REQUIRED ACTION:
Below are records; quote them exactly from the first line through the line that contains "rough mask: <svg".

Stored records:
========

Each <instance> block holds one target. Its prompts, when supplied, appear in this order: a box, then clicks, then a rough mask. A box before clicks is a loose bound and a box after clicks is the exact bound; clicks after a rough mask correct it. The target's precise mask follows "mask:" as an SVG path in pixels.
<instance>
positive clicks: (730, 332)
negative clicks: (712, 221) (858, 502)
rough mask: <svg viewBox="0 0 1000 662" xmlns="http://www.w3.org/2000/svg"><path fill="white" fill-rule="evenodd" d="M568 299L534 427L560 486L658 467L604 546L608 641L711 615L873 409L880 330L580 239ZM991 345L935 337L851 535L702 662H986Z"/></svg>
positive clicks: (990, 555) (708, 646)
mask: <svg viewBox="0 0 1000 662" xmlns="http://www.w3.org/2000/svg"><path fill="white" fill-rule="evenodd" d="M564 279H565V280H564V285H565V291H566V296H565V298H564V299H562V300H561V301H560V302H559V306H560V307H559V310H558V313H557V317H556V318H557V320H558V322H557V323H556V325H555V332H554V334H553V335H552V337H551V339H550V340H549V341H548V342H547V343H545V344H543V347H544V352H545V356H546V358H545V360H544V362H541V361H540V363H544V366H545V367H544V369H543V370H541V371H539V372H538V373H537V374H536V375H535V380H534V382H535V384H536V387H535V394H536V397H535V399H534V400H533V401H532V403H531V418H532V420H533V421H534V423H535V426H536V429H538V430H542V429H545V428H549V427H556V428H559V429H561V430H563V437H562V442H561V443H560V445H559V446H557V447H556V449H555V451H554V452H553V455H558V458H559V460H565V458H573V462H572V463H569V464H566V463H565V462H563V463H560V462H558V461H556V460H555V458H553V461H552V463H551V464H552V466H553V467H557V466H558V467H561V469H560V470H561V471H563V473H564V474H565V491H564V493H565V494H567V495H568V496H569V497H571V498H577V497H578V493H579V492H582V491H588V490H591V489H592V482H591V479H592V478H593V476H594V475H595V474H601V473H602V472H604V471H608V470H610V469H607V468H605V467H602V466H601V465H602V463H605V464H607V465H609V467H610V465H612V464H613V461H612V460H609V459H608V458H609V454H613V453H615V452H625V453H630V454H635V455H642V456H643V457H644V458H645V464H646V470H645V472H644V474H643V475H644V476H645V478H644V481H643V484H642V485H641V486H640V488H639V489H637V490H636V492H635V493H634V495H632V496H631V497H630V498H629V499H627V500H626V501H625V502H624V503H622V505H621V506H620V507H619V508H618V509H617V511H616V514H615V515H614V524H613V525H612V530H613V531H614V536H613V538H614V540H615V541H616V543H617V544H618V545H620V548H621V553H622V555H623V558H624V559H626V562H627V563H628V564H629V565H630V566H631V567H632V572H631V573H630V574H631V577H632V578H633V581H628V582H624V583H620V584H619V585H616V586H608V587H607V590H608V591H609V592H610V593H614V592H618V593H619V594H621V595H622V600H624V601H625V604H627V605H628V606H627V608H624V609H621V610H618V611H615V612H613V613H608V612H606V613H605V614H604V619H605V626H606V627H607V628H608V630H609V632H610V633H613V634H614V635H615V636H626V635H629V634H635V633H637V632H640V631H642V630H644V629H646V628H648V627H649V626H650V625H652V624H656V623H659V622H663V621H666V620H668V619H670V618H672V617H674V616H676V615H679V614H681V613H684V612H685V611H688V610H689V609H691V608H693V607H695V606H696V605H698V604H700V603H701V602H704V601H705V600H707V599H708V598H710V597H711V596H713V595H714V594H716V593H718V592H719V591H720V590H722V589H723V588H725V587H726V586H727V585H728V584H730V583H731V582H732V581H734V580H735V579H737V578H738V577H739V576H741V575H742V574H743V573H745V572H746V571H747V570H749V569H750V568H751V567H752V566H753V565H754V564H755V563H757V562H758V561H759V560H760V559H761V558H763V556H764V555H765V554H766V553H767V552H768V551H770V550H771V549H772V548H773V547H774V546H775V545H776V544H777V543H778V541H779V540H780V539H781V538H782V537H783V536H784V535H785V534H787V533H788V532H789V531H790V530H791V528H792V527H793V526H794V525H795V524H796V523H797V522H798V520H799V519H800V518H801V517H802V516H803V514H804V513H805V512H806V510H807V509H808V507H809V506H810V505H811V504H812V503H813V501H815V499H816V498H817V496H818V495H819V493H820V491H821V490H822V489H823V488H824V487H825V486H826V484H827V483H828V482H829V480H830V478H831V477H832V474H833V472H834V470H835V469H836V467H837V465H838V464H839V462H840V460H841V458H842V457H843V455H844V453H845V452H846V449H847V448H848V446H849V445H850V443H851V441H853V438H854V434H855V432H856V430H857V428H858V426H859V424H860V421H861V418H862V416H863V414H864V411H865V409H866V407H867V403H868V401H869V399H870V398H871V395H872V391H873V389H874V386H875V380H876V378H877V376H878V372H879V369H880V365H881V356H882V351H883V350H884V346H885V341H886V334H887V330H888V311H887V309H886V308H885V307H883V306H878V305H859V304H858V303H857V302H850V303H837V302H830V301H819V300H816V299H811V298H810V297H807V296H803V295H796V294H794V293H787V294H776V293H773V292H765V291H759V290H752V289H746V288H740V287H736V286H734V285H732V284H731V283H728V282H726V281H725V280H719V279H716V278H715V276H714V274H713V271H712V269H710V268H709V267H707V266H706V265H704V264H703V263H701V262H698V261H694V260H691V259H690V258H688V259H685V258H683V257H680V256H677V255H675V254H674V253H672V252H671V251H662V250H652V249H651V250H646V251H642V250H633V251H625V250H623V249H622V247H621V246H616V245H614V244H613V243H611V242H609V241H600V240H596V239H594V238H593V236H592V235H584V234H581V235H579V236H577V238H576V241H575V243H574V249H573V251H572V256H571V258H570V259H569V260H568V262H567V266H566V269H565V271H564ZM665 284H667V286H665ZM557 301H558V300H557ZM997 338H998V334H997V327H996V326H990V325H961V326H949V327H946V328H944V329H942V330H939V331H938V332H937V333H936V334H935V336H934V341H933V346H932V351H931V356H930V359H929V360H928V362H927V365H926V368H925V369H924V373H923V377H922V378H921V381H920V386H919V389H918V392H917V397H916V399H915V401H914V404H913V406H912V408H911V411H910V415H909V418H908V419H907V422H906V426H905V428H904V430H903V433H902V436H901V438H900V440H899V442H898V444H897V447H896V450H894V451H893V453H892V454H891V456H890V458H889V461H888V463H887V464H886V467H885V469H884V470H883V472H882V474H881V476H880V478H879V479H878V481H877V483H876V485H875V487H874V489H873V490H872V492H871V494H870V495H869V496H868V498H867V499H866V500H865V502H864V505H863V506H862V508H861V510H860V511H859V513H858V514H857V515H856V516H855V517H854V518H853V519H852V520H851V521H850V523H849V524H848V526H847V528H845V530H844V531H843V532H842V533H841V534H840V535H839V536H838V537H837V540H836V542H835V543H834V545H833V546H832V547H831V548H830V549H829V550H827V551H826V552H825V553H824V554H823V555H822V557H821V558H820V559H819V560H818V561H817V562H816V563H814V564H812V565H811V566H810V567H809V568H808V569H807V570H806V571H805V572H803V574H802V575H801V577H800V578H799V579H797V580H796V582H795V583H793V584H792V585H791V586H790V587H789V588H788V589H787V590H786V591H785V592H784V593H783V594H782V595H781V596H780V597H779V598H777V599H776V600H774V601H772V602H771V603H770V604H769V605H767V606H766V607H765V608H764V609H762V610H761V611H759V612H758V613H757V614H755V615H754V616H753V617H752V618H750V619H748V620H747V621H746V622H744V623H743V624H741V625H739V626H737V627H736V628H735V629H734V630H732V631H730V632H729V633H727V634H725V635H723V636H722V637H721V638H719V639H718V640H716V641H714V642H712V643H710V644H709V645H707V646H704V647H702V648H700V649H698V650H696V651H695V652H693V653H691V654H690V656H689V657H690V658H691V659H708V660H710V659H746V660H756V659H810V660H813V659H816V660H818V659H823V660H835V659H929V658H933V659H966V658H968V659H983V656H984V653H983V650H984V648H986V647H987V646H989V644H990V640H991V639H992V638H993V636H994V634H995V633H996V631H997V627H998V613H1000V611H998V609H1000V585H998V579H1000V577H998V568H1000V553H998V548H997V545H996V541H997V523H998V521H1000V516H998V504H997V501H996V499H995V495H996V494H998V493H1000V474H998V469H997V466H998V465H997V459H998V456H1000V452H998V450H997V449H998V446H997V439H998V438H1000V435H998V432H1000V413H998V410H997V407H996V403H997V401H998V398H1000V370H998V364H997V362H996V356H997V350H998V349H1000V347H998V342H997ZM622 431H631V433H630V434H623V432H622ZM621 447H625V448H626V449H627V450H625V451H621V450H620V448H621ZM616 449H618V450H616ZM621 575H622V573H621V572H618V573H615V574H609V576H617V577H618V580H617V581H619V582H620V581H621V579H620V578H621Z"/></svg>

========

WRITTEN ANSWER:
Each <instance> block holds one target. Its prompts, when supplied, appear in this order: a box, then clicks, then a rough mask. A box before clicks is a loose bound and a box after clicks is the exact bound; clicks after a rough mask correct it. The target's precise mask follows "mask:" as an SVG path in pixels.
<instance>
positive clicks: (730, 332)
negative clicks: (712, 221) (858, 502)
rough mask: <svg viewBox="0 0 1000 662" xmlns="http://www.w3.org/2000/svg"><path fill="white" fill-rule="evenodd" d="M568 299L534 427L560 486L658 467L604 546L608 641L711 615L873 409L880 330L580 239ZM991 345L935 337L851 535L702 662H986Z"/></svg>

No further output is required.